▶ **To do**
Show every line in the entries below that contains the word "white", treating uppercase and lowercase as different.

▶ **Entries**
"""

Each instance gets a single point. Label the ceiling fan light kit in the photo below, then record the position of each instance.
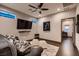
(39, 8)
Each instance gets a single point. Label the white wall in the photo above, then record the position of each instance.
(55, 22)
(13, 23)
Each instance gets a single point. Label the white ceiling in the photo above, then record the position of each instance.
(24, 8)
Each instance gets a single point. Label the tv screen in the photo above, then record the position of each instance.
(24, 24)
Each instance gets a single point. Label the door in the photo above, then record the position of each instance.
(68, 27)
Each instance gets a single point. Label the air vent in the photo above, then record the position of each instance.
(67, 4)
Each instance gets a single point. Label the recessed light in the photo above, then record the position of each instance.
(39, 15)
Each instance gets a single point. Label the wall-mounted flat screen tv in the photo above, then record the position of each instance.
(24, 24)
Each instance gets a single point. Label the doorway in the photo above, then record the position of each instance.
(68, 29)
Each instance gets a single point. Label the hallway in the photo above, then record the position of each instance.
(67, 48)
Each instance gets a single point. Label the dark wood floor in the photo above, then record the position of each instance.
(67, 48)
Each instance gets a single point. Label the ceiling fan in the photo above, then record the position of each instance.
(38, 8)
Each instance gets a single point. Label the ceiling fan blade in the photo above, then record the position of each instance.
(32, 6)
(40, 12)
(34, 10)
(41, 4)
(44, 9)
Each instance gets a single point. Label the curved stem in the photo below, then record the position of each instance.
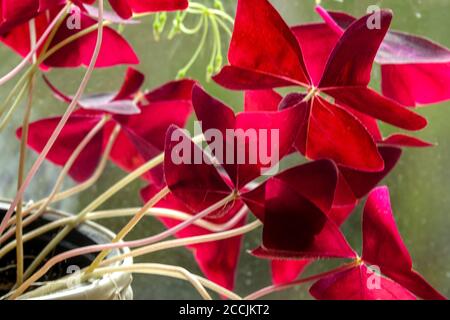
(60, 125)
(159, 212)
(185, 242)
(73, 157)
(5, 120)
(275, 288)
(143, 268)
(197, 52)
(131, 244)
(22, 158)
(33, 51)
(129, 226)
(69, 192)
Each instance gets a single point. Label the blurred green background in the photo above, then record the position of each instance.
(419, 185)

"""
"""

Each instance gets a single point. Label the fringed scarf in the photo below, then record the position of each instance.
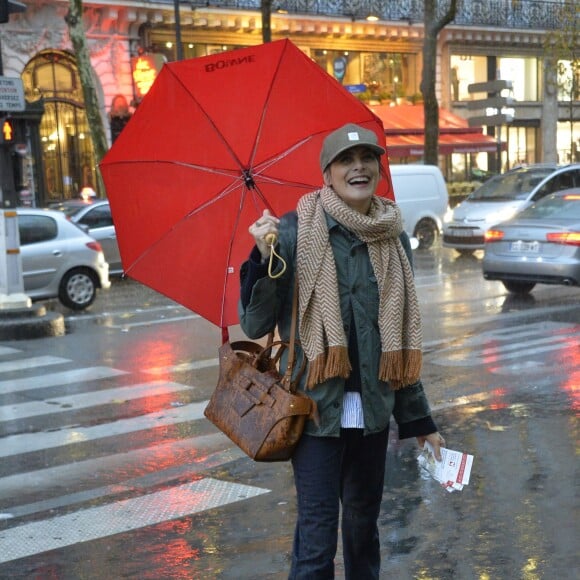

"""
"""

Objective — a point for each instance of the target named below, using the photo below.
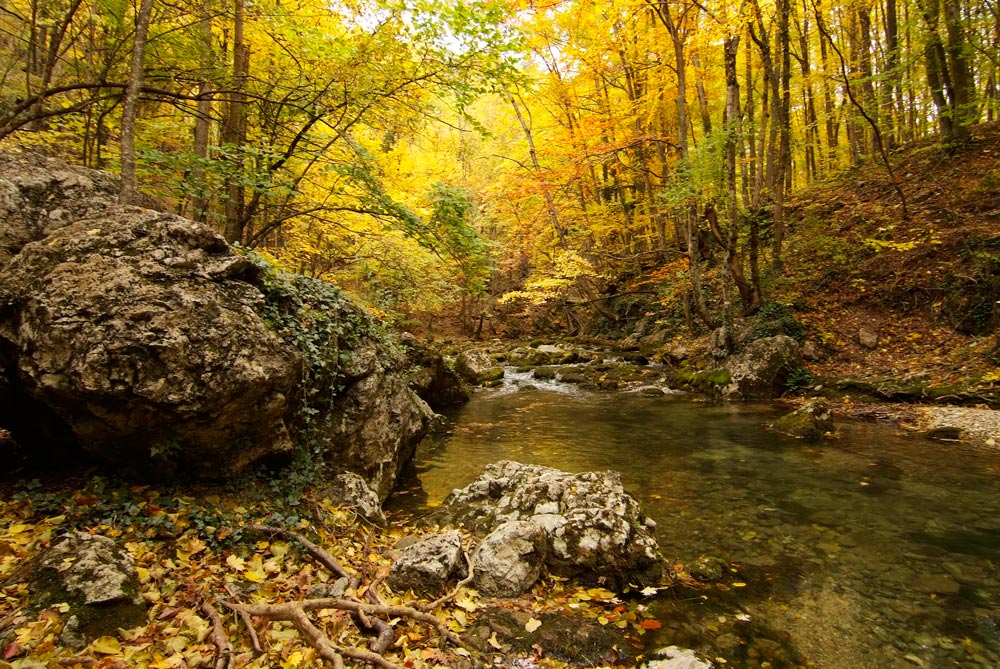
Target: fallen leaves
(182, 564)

"""

▶ **Response to this exercise**
Each instance gets a single point. Label the white wall in the photo above, then record the position of each instance.
Each instance gets a single point. Label the white ceiling in the photo above, then record the position of each instance.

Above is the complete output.